EXERCISE PROMPT:
Print the line that contains "point: paved walkway" and every line after it through the last line of the records below, exactly as written and nothing else.

RECORDS SHOWN:
++++++

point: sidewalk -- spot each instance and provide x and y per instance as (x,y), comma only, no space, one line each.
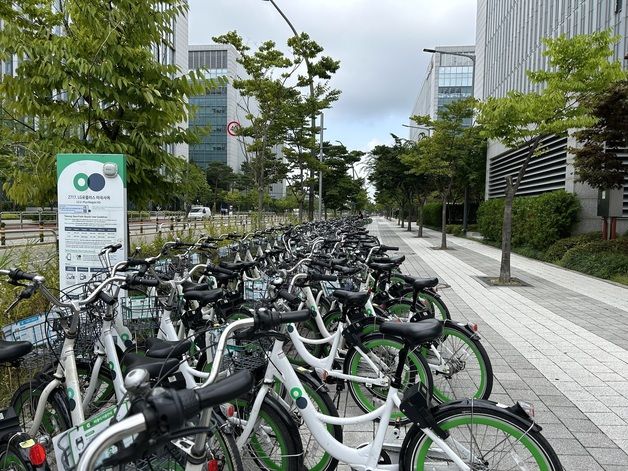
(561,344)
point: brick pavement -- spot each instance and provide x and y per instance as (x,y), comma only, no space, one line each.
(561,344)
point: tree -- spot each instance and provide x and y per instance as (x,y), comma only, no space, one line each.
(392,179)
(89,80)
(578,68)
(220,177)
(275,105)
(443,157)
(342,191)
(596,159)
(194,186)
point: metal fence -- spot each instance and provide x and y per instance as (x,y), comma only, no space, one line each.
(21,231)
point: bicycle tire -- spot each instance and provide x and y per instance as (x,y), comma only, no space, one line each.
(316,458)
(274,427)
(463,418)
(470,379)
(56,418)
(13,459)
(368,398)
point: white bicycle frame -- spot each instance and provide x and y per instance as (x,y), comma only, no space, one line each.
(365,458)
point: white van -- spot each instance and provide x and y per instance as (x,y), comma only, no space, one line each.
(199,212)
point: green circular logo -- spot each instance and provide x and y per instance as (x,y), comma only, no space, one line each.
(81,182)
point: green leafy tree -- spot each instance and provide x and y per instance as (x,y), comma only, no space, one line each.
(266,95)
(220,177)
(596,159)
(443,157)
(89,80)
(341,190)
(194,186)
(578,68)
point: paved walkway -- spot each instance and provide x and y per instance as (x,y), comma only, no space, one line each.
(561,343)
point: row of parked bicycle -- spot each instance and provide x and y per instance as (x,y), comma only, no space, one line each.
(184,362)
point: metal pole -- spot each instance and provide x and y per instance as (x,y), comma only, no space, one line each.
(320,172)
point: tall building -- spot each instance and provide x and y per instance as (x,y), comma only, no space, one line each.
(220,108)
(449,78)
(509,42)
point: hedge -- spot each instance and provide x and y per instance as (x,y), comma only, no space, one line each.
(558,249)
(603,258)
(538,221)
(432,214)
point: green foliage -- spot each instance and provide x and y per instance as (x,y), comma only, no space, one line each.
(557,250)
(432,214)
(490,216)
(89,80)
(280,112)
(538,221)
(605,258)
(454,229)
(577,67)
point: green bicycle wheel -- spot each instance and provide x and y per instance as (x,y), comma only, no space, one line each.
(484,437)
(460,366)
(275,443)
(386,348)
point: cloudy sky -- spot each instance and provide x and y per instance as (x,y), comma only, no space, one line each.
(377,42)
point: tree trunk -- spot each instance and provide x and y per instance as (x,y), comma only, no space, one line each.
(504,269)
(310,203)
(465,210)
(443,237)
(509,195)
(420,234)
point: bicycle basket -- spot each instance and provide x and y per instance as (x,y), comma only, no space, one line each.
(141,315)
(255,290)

++++++

REPLY:
point: paved walkway -- spot each instance and provide x and y per instance as (x,y), comma only, no space, one line each.
(561,343)
point: row of parked bicycle -- spot each instance and provide x and y per instance as (x,y), comma only, no space, one line each.
(184,362)
point: metal pole -- spot each instance and provide x and y per instance as (x,y), comma only, no space, one line each.
(320,172)
point: tall building -- spot each instance and provide x and y per instance as (x,y), comma only, no space, one line each.
(220,108)
(449,78)
(509,42)
point: hedge -- spot each instance and provide x and y per instance as (x,y), comma only, no space, one line each.
(558,249)
(603,258)
(538,221)
(432,214)
point: green foliage -- spot each instance and provide x and y per instance as (x,y), comma only, no space, one line each.
(557,250)
(432,214)
(490,216)
(89,80)
(280,112)
(538,221)
(605,258)
(454,229)
(577,67)
point: green bicycle wheel -- spot each instance and provide x and y per instance as (x,y), comma only, no space, one line each.
(484,437)
(460,366)
(275,443)
(386,348)
point: cloudy sky -- spot each instance and provide x and y per instance as (x,y), comma only, no space, one line each.
(377,42)
point: tree trunk -- spot each instance and provide x and y per instance as (x,y), comma only, no space, one line each.
(504,269)
(310,203)
(465,210)
(443,237)
(509,195)
(420,234)
point: bicycle basket -- spot each instance and provide x and y per instance as (x,y), comma only, no space, one line each.
(141,315)
(255,290)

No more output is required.